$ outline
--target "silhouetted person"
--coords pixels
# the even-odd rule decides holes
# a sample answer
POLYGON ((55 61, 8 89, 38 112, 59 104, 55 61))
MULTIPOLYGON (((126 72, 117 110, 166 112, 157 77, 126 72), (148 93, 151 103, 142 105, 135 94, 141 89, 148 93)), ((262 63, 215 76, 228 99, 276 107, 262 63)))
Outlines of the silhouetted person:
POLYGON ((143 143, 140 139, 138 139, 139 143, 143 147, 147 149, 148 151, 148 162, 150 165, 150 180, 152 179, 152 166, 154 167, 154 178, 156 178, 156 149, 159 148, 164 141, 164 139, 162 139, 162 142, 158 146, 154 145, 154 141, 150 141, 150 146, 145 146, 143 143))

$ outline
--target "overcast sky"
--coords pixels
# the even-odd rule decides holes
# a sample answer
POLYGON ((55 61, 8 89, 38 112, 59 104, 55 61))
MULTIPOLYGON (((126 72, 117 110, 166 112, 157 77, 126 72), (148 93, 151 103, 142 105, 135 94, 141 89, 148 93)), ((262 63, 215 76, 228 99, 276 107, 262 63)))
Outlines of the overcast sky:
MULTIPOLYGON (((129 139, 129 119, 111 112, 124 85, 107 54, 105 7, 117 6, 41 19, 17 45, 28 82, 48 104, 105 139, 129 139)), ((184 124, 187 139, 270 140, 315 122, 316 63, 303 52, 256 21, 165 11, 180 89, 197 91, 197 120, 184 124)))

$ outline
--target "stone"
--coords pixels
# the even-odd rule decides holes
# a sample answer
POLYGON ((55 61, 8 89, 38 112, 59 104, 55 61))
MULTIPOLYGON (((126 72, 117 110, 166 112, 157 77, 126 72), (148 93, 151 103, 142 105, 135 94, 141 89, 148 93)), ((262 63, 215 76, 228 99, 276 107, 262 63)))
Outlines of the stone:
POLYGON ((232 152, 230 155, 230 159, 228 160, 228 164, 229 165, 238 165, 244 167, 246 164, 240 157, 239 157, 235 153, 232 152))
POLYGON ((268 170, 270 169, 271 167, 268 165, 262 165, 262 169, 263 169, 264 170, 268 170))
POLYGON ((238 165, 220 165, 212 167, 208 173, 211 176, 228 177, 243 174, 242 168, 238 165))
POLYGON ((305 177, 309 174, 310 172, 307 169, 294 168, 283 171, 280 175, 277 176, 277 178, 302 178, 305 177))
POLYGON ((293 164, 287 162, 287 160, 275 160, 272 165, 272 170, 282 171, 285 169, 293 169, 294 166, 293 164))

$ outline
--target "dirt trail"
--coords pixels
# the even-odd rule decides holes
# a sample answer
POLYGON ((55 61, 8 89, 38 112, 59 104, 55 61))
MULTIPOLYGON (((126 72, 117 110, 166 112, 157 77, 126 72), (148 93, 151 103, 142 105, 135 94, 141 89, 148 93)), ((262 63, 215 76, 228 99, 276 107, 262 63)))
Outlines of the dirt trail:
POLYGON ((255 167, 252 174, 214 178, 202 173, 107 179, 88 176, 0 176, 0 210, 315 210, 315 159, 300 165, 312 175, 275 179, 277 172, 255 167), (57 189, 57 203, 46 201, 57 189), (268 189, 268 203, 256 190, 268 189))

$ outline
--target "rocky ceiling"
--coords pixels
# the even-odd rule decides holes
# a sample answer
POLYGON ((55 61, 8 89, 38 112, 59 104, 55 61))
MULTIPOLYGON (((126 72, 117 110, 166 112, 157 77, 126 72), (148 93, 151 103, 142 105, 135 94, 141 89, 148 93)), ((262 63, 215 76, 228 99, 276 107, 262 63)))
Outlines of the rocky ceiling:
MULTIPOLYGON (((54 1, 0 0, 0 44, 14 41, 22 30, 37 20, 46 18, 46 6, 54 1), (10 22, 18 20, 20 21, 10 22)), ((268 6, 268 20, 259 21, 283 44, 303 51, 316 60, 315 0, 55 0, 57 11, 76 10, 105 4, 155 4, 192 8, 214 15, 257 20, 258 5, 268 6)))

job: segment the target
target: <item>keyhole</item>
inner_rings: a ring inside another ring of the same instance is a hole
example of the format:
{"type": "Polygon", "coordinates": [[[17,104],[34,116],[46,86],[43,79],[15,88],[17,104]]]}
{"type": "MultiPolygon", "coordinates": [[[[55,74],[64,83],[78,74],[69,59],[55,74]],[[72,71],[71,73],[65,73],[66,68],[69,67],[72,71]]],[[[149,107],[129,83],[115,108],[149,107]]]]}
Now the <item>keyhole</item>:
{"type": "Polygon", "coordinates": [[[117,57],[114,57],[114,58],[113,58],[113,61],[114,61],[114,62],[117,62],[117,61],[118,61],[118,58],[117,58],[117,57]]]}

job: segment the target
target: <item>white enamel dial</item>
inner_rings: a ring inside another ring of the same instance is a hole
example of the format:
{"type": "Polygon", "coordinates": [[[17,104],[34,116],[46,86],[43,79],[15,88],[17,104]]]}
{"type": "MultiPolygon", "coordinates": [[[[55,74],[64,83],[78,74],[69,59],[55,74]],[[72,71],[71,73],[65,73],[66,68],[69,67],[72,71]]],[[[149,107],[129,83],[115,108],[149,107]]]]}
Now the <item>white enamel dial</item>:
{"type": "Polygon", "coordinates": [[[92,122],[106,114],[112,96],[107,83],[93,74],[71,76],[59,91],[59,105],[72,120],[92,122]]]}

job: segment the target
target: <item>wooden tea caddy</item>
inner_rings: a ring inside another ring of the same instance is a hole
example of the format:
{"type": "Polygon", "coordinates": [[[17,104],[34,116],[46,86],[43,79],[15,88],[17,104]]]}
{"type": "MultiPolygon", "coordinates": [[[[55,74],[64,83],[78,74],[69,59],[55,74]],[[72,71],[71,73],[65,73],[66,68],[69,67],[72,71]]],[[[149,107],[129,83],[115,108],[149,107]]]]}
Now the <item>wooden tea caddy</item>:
+ + + + +
◆ SHORT TASK ◆
Write out all of the material above again, line for line, without changing a single character.

◆ RESPONSE TO THIS EXERCISE ◆
$ outline
--target "silhouetted person"
--coords pixels
# the even-odd rule decides holes
# a sample answer
POLYGON ((55 61, 8 89, 38 112, 59 104, 55 61))
MULTIPOLYGON (((126 72, 117 110, 166 112, 157 77, 126 72), (148 93, 151 103, 142 105, 135 94, 141 89, 148 93)), ((262 63, 215 76, 228 99, 276 107, 262 63)))
Outlines of the silhouetted person:
POLYGON ((143 143, 140 139, 138 139, 139 143, 143 147, 147 149, 148 151, 148 162, 150 165, 150 180, 152 179, 152 166, 154 167, 154 178, 156 178, 156 149, 159 148, 164 141, 164 139, 162 139, 162 142, 158 146, 154 145, 154 141, 150 141, 150 146, 145 146, 143 143))

$ outline
--target "overcast sky"
--coords pixels
# the even-odd rule decides holes
# a sample answer
POLYGON ((55 61, 8 89, 38 112, 59 104, 55 61))
MULTIPOLYGON (((126 72, 117 110, 166 112, 157 77, 126 72), (148 93, 151 103, 142 105, 135 94, 141 89, 148 93)), ((262 63, 215 76, 228 99, 276 107, 262 63)))
Outlines of the overcast sky:
MULTIPOLYGON (((129 139, 129 119, 111 112, 124 85, 107 54, 105 7, 117 6, 41 19, 17 45, 28 82, 48 104, 105 139, 129 139)), ((184 124, 187 139, 270 140, 315 122, 316 63, 303 52, 256 21, 165 11, 180 89, 197 91, 197 120, 184 124)))

$ outline
--target "stone"
--coords pixels
# the even-odd rule decides holes
# a sample answer
POLYGON ((55 61, 8 89, 38 112, 59 104, 55 61))
MULTIPOLYGON (((126 72, 117 110, 166 112, 157 77, 126 72), (148 93, 151 103, 142 105, 135 94, 141 89, 148 93)), ((262 63, 215 76, 228 99, 276 107, 262 63)))
Outlines of the stone:
POLYGON ((232 152, 230 155, 230 159, 228 160, 228 164, 229 165, 238 165, 244 167, 246 164, 240 157, 239 157, 235 153, 232 152))
POLYGON ((268 170, 270 169, 271 167, 268 165, 262 165, 262 169, 263 169, 264 170, 268 170))
POLYGON ((238 165, 220 165, 212 167, 208 173, 211 176, 228 177, 243 174, 242 168, 238 165))
POLYGON ((305 177, 309 174, 310 172, 307 169, 294 168, 283 171, 280 175, 277 176, 277 178, 302 178, 305 177))
POLYGON ((293 164, 287 162, 287 160, 275 160, 272 165, 272 170, 282 171, 285 169, 293 169, 294 166, 293 164))

$ outline
--target "dirt trail"
--coords pixels
# the even-odd rule decides holes
# a sample answer
POLYGON ((55 61, 8 89, 38 112, 59 104, 55 61))
MULTIPOLYGON (((126 72, 117 110, 166 112, 157 77, 126 72), (148 93, 151 103, 142 105, 135 94, 141 89, 148 93)), ((262 63, 215 76, 228 99, 276 107, 262 63)))
Outlines of the dirt trail:
POLYGON ((255 167, 252 174, 214 178, 202 173, 107 179, 88 176, 0 176, 0 210, 315 210, 315 159, 300 165, 312 175, 275 179, 277 172, 255 167), (57 189, 57 203, 46 201, 57 189), (268 189, 268 203, 256 190, 268 189))

$ outline
--target "rocky ceiling"
--coords pixels
# the even-odd rule decides holes
# a sample answer
POLYGON ((55 61, 8 89, 38 112, 59 104, 55 61))
MULTIPOLYGON (((126 72, 117 110, 166 112, 157 77, 126 72), (148 93, 151 103, 142 105, 135 94, 141 89, 148 93)), ((262 63, 215 76, 228 99, 276 107, 262 63)))
Outlines of the rocky ceiling:
MULTIPOLYGON (((54 1, 0 0, 0 44, 14 41, 22 30, 37 20, 46 18, 46 6, 54 1), (10 22, 18 20, 20 21, 10 22)), ((268 6, 268 20, 259 21, 283 44, 303 51, 316 60, 315 0, 55 0, 57 11, 76 10, 105 4, 155 4, 192 8, 214 15, 257 20, 258 5, 268 6)))

job: segment the target
target: <item>keyhole</item>
inner_rings: a ring inside another ring of the same instance is a hole
example of the format:
{"type": "Polygon", "coordinates": [[[17,104],[34,116],[46,86],[43,79],[15,88],[17,104]]]}
{"type": "MultiPolygon", "coordinates": [[[[55,74],[64,83],[78,74],[69,59],[55,74]],[[72,71],[71,73],[65,73],[66,68],[69,67],[72,71]]],[[[149,107],[129,83],[115,108],[149,107]]]]}
Now the <item>keyhole</item>:
{"type": "Polygon", "coordinates": [[[117,57],[114,57],[114,58],[113,58],[113,61],[114,61],[114,62],[117,62],[117,61],[118,61],[118,58],[117,58],[117,57]]]}

job: segment the target
target: <item>white enamel dial</item>
inner_rings: a ring inside another ring of the same instance is a hole
example of the format:
{"type": "Polygon", "coordinates": [[[17,104],[34,116],[46,86],[43,79],[15,88],[17,104]]]}
{"type": "MultiPolygon", "coordinates": [[[[55,74],[64,83],[78,74],[69,59],[55,74]],[[72,71],[71,73],[65,73],[66,68],[69,67],[72,71]]],[[[149,107],[129,83],[115,108],[149,107]]]]}
Now the <item>white enamel dial</item>:
{"type": "Polygon", "coordinates": [[[92,122],[106,114],[112,96],[107,83],[93,74],[71,76],[59,91],[59,105],[72,120],[92,122]]]}

job: segment the target
target: <item>wooden tea caddy</item>
inner_rings: a ring inside another ring of the same instance is a hole
example of the format:
{"type": "Polygon", "coordinates": [[[17,104],[34,116],[46,86],[43,79],[15,88],[17,104]]]}
{"type": "MultiPolygon", "coordinates": [[[[55,74],[64,83],[78,74],[69,59],[55,74]],[[72,71],[71,73],[65,73],[66,68],[69,67],[72,71]]],[[[149,107],[129,83],[115,108],[149,107]]]]}
Now the <item>wooden tea caddy</item>:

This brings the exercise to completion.